• _Extracted text_:
Gerardo Albarrán points out that society and the Mexican press treat migrants in the southern border area worse than Mexican migrants are treated in the southern border of the United States and “that is something we omit, we fail to acknowledge, we decide to ignore or to hide. Why don’t we give migrants a face and a name?” he wonders, “because in Mexico people don’t have a face, people become numbers, press releases, and government statements”.

Even though the panorama looks so bleak there are exceptional pieces of high standard investigative journalism. Salvadoran news site El Faro is a good example of a regional effort to cover migration from Central America through Mexico and all the way to the United States. With financial support from the Open Society Institute it covers all the complexity and its implications for security, human rights and democracy.

There is also a book, “Me decían mexicano frijolero” by Ana Luisa Calvillo, a 108-page testimony of Roberto Rangel, a migrant from the Mexican State of Michoacán sentenced for homicide to a 57-year stretch at a maximum security prison in La Soledad, California, for a crime he did not commit.

There are also other examples of media funding investigative journalism on migration, such as the newspapers El Universal and Reforma or news sites Emeequis, Sin Embargo, Animal Político, or political magazines such as Gatopardo, but for coverage of the extent of the phenomenon and its complexity the main challenge is still the day-to-day coverage in which sexist, racist and chauvinist language still persists, according to Marco Lara Klahr.

Part of the problem is unreliable sources, untrained journalists, a media industry addicted to press releases and statements of government officials, unverified news stories and news stories published with only one source.

Towards good practice and quality reporting

There has been some excellent coverage from some Mexican media outlets on the plight of migrants as they travel through the country. For example 72migrants.com, a multimedia project that pays tribute to the 58 men and 14 women from Central and South America murdered by the Los Zetas drug cartel in 2010 in the village of El Huizachal in the municipality of San Fernando, Tamaulipas.

In the words of Alma Guillermoprieto, who coordinated the project, the idea was to express outrage and to return names, faces and identities to each victim “because for some media outlets and local authorities, the migrants were just corpses and numbers, not lives cut short, broken families or truncated dreams”.

The project, in which prominent writers, artists, activists and political scientists took part, started as a “virtual altar”, a website with texts, photos, music, flowers and donations, then added a series of radio programmes that were broadcast at a university radio station, Radio Universidad. One year later it became something more permanent – a book edited by Almadía and Fronteras Press.

There is also the series on Mexico’s Southern Border Plan produced by digital news site Animal Político in collaboration with CIDE (Centro de Investigación y Docencia Económicas), a Mexican centre for research and higher education, with the financial support of the Ford Foundation.

• _Exercises to complete_:
1. According to the passage on Mexican press coverage of migrants, which drug cartel murdered the 72 migrants that 72migrants.com commemorates?
2. Resume the passage on Mexican media coverage of migrants, carrying it on from its final sentence.
The records have no connection to the text on Mexican press coverage of migrants.

• _Extracted records_:
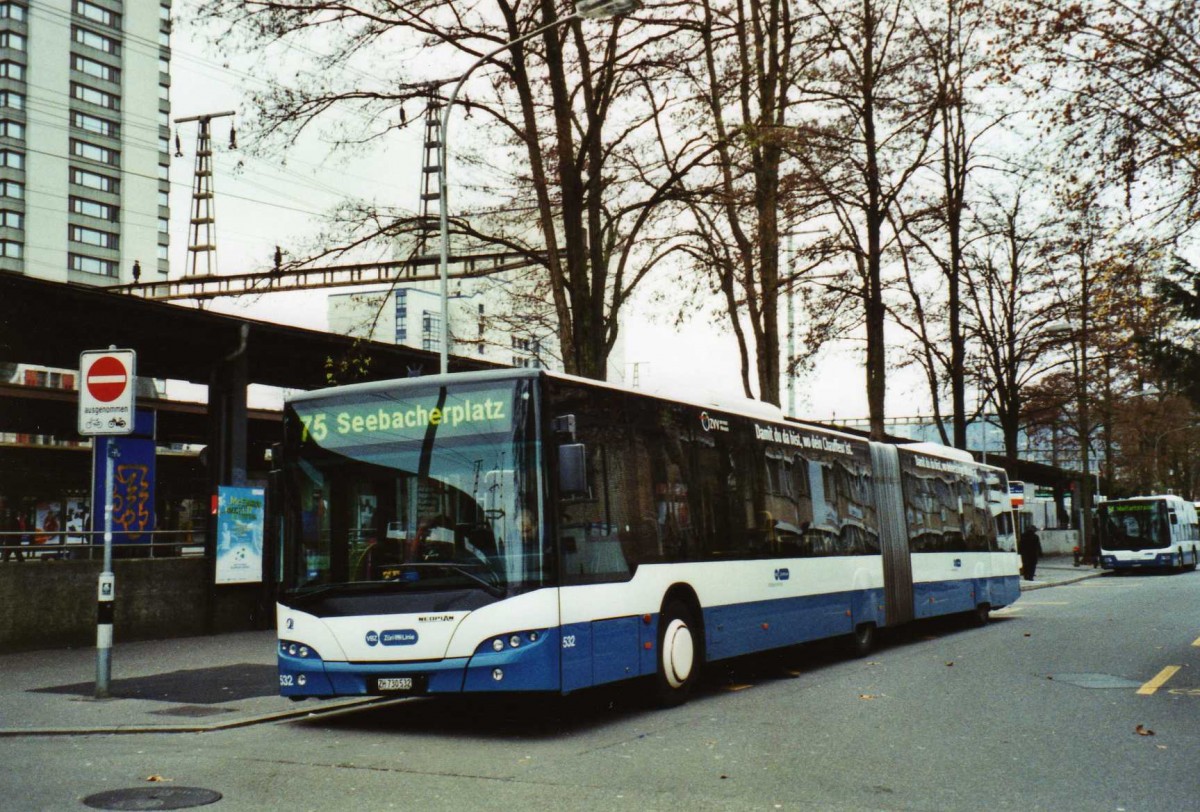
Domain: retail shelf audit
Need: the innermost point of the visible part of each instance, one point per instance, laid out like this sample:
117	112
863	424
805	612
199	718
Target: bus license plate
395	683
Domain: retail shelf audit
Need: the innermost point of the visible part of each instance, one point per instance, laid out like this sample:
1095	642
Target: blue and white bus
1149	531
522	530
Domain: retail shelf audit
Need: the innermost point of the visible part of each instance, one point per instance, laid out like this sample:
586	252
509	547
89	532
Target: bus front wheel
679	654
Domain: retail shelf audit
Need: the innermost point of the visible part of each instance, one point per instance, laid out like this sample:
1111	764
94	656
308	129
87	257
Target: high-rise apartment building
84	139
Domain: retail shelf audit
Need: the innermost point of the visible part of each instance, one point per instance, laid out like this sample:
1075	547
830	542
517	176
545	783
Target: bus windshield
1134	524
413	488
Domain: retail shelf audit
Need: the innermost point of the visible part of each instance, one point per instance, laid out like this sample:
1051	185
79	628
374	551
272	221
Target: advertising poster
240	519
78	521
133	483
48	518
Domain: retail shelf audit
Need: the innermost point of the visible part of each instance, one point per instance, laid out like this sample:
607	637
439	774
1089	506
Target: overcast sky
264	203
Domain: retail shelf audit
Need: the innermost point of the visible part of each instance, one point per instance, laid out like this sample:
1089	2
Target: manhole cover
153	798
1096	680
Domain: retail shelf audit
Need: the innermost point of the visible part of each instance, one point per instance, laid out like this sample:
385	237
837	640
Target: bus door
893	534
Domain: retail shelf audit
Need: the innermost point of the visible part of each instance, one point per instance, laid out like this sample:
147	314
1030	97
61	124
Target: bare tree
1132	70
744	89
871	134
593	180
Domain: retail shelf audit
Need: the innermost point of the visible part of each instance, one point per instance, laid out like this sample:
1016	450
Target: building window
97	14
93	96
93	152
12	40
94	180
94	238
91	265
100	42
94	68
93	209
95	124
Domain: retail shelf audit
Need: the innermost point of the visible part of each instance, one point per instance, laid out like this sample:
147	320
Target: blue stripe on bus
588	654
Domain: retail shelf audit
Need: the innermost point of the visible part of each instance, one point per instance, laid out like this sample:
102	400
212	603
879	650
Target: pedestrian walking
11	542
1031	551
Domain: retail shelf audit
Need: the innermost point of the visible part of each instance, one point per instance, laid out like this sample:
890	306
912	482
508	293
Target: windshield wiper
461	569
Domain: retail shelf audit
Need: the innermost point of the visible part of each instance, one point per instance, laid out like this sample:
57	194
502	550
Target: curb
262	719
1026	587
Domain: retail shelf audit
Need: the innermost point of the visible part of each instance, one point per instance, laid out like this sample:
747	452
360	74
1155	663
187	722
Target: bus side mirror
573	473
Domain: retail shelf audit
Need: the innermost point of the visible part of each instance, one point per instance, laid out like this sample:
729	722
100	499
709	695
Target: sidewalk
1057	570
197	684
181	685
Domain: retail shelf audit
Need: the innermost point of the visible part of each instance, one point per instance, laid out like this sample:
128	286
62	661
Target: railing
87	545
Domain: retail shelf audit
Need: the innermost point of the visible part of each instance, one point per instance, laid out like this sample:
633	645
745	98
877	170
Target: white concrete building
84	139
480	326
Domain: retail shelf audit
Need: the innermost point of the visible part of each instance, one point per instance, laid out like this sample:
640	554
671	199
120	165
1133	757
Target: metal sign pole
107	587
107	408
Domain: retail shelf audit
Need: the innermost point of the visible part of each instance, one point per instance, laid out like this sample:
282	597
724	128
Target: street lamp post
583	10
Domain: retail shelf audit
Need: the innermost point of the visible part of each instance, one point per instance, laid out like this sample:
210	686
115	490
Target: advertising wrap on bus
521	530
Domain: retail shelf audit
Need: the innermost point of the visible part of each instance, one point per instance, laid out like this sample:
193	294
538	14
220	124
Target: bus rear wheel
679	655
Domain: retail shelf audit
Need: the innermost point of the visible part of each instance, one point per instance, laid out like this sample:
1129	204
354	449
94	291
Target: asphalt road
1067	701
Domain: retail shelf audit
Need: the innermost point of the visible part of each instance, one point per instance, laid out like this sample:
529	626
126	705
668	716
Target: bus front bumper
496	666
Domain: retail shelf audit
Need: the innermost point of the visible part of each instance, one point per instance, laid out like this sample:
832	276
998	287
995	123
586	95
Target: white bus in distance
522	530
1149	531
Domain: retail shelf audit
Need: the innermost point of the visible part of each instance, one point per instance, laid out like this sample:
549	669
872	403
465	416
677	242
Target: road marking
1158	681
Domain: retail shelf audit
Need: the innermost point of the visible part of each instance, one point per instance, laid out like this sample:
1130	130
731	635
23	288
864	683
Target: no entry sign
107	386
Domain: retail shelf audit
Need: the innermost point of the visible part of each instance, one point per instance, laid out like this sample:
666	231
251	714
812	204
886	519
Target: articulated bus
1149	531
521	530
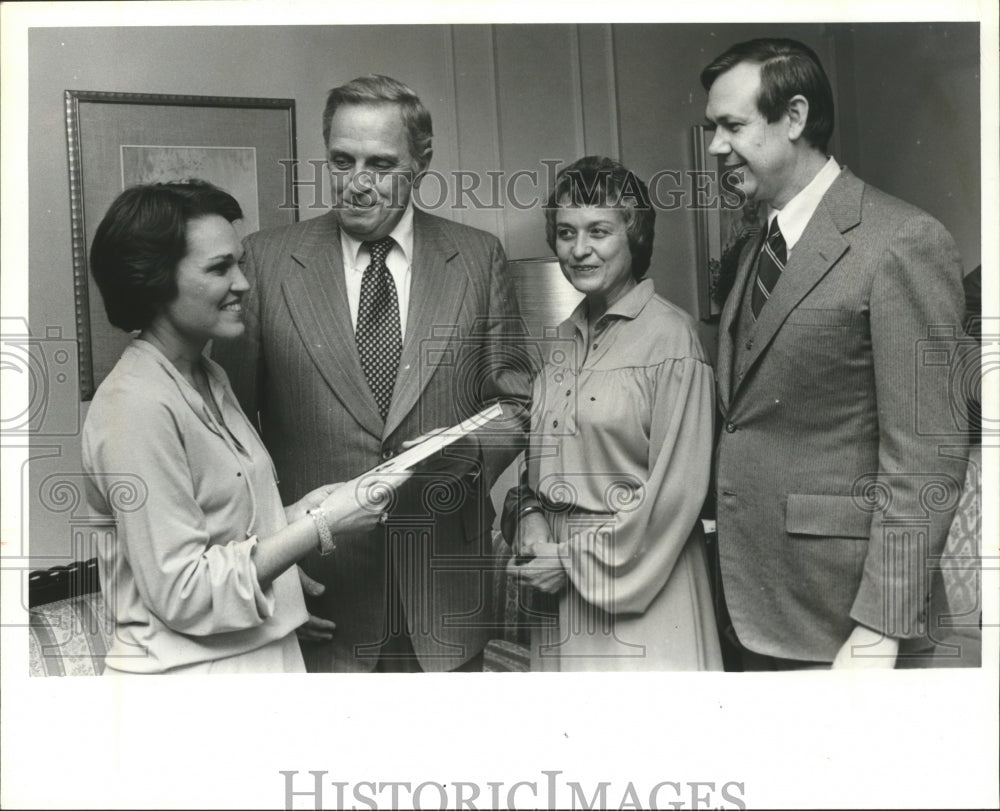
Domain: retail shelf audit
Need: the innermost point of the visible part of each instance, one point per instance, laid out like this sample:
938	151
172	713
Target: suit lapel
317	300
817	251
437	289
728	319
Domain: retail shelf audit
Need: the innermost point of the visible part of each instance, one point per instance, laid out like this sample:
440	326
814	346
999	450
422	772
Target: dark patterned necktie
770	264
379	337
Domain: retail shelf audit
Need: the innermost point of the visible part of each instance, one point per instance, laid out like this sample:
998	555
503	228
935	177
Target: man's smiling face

• _Answers in order_:
1. The Los Zetas drug cartel.

2.
The project “Southern Border Plan: Hunting migrants” explores the impact of the Mexican government plan supposedly designed to facilitate the legal flow of commerce, tourism and guest workers in the region, but as some media report, the plan pushed migrants to more dangerous routes and it made Mexico a barrier for undocumented persons heading to the United States.

Animal Politico’s investigative journalism took reporters across the border and through the migrant routes, collecting testimonies, talking to official and unofficial sources.The production took about five months and involved a large team of journalists, graphic designers, editors, videographers, researchers and writers. It provides context, infographics, videos, photos, testimonies of migrants, information from government officials, expert opinions and comments from readers.

An important element was the security protocol. According to one of the producers, Manuel Ureste, journalists in the field reported on a regular basis to the news editor or to other colleagues, and always followed local advice, especially on no-go places where drug cartels actively operate.

En el Camino (http://enelcamino.periodistasdeapie.org.mx/) is another successful online project produced with the support of the Open Society Foundation by Periodistas de a Pie, a network of professional local journalists. As the website states, the purpose was “to make an adequate coverage of migration with an inclusive language, with an emphasis on human rights and respect for human dignity”. The intention was “to contribute to the construction of a culture of journalism that is closer to the reality of immigration, to explain the reasons behind the exodus, the inferno of the route to reach the American dream, the loneliness of the deported”.

The website contains written reportage, short pieces of video and photo galleries. The story of San Fernando, for example, described as a ghost town in the border state of Tamaulipas, shows silent streets, run-down buildings, memories of women raped, murdered, buried in mass graves, people burned alive … an atmosphere of mistrust among the sparse population.

Another story describes an eight-day search of migrants through Tamaulipas, the most used route and probably the most dangerous, for undocumented people on the way to the United States. What the journalists found, they say, were signs of an “invisible and silent exodus that moves inside trailers or hotels and only emerges in the form of mutilated or assassinated bodies”.

With the examples mentioned above, it would seem that any strong journalistic coverage on migration would require time, money and a large number people, but Gardenia Mendoza believes that stories are out there waiting to be told, the only thing journalists need is to keep ears and eyes open, to talk to sources, to talk to migrants and to civil society organisations actively involved in the reality of the migrants.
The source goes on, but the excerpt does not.